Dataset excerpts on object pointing
= = = = =
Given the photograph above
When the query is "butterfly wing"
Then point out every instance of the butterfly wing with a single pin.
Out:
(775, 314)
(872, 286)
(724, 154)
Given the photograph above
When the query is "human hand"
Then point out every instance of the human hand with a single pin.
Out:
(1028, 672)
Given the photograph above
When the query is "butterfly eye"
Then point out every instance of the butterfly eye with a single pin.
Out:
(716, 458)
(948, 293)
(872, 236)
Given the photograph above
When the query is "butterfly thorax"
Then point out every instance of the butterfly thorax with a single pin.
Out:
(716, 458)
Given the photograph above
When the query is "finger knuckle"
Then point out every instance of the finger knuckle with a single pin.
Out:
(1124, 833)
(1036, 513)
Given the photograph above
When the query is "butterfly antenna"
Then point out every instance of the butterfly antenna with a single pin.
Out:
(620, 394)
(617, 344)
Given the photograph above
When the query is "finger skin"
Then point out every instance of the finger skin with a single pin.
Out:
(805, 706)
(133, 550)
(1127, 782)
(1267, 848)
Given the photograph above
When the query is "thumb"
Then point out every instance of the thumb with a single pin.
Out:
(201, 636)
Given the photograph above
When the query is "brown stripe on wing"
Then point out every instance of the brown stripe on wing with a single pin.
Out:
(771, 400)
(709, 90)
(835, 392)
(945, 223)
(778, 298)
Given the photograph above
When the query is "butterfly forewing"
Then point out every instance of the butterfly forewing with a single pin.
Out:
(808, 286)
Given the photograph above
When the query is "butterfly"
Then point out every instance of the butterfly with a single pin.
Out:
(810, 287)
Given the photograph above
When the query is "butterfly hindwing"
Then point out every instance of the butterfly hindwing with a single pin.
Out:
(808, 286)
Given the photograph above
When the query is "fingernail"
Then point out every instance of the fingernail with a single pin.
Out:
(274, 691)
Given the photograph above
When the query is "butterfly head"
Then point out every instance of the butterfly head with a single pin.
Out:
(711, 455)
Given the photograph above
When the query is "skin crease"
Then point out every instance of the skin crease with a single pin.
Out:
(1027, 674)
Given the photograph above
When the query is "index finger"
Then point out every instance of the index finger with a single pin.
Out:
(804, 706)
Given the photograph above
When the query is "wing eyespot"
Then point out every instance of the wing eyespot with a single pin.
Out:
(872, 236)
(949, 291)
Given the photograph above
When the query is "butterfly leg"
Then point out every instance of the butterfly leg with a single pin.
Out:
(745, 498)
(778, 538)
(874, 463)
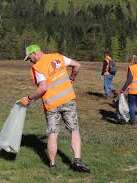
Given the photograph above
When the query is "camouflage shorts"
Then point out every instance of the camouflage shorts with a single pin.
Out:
(67, 112)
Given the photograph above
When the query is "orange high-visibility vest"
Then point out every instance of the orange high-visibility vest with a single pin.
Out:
(60, 89)
(132, 88)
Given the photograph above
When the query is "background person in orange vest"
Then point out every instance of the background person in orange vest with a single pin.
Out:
(107, 75)
(55, 88)
(131, 87)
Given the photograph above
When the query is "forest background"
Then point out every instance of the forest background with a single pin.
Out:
(80, 29)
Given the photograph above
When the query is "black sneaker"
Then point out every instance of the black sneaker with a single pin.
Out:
(80, 166)
(52, 166)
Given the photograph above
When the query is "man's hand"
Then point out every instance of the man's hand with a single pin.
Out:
(121, 91)
(25, 101)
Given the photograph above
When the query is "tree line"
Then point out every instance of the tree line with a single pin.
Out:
(77, 28)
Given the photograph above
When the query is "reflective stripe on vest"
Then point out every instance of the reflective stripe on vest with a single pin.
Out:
(58, 81)
(135, 81)
(58, 96)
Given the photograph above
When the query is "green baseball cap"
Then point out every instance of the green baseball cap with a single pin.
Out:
(31, 49)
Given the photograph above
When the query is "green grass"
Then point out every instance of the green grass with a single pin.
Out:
(109, 149)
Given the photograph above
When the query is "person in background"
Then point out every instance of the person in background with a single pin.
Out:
(54, 86)
(131, 87)
(107, 74)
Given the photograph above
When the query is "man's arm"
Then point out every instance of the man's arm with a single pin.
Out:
(75, 69)
(128, 81)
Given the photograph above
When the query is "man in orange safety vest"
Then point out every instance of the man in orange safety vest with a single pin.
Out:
(55, 88)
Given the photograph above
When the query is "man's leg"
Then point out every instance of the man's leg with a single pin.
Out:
(76, 143)
(132, 105)
(53, 123)
(52, 147)
(69, 114)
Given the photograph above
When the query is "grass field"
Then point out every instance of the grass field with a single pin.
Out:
(110, 149)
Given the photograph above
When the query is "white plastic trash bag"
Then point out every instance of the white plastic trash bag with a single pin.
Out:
(123, 108)
(11, 133)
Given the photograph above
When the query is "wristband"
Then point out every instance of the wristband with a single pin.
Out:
(29, 98)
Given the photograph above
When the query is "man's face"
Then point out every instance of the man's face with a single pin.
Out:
(33, 58)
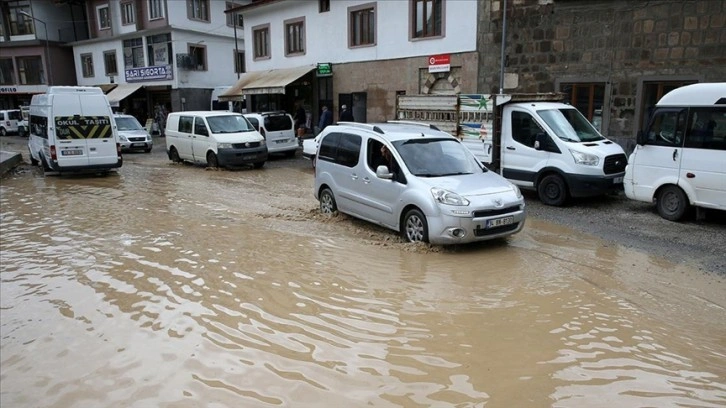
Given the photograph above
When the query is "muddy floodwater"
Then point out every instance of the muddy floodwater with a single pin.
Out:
(174, 286)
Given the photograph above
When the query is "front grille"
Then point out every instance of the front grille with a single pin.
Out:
(615, 164)
(481, 232)
(498, 211)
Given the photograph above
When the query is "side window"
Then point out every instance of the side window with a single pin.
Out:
(349, 150)
(707, 129)
(200, 128)
(524, 128)
(667, 128)
(185, 124)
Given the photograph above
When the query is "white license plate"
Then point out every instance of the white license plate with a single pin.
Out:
(499, 222)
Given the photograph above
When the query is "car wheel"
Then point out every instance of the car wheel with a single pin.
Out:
(552, 190)
(327, 202)
(174, 155)
(415, 228)
(672, 203)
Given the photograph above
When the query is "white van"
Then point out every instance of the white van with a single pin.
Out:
(72, 130)
(217, 139)
(680, 158)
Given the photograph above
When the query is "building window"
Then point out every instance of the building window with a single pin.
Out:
(109, 63)
(198, 10)
(7, 71)
(20, 24)
(323, 5)
(87, 65)
(159, 49)
(233, 18)
(295, 36)
(362, 30)
(261, 36)
(156, 9)
(128, 14)
(239, 62)
(104, 19)
(134, 53)
(427, 17)
(198, 53)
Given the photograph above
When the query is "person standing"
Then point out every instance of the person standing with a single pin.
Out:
(346, 115)
(326, 118)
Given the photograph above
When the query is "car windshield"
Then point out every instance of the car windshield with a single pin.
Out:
(569, 125)
(128, 124)
(437, 157)
(229, 124)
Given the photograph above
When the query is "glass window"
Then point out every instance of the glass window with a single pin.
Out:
(198, 10)
(261, 37)
(134, 53)
(104, 19)
(362, 29)
(427, 18)
(109, 62)
(87, 65)
(7, 71)
(128, 14)
(295, 36)
(30, 70)
(156, 9)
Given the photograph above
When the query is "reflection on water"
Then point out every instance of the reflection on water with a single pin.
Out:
(150, 289)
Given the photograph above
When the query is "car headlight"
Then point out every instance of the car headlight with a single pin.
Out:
(584, 158)
(448, 197)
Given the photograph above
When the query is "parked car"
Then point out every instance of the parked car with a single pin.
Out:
(414, 179)
(9, 121)
(278, 129)
(132, 136)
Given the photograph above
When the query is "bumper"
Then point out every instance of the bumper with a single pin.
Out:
(447, 229)
(589, 186)
(239, 157)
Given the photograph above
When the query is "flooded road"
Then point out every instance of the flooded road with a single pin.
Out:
(174, 286)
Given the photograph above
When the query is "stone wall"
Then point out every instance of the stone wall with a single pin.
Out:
(618, 42)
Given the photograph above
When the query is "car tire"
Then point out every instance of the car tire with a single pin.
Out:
(212, 160)
(327, 202)
(552, 190)
(672, 203)
(174, 155)
(415, 228)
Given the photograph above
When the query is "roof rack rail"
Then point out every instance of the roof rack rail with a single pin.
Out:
(364, 126)
(408, 122)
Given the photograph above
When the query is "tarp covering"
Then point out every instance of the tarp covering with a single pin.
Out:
(272, 81)
(121, 92)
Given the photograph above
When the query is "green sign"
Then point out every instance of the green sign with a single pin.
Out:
(324, 69)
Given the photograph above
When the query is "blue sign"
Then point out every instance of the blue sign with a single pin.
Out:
(157, 73)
= = = = =
● **Instruction**
Copy out the listing verbatim from its first line through the line containing "(1036, 513)", including both of those lines.

● **Result of the exercise**
Given the photograph above
When the query is "butterfly wing"
Then point out every instance of the butterfly wing with a single pin.
Out:
(775, 314)
(872, 286)
(724, 154)
Given the photograph above
When the query is "human hand"
Then point out every instance of the human hand with a single pin.
Out:
(1028, 672)
Given the photograph above
When the query is "butterfly eye"
Then point out every instance of the butterfly eye with a single pin.
Out:
(716, 458)
(948, 293)
(872, 236)
Given the photograph above
When the query is "butterfly thorax"
Then point out every instance of the butterfly thorax with a single pin.
Out:
(716, 458)
Given the photograph above
When the query is "finger knuckle"
Then point out every instance of the finger knuckle with a single pin.
Out:
(1124, 833)
(1036, 513)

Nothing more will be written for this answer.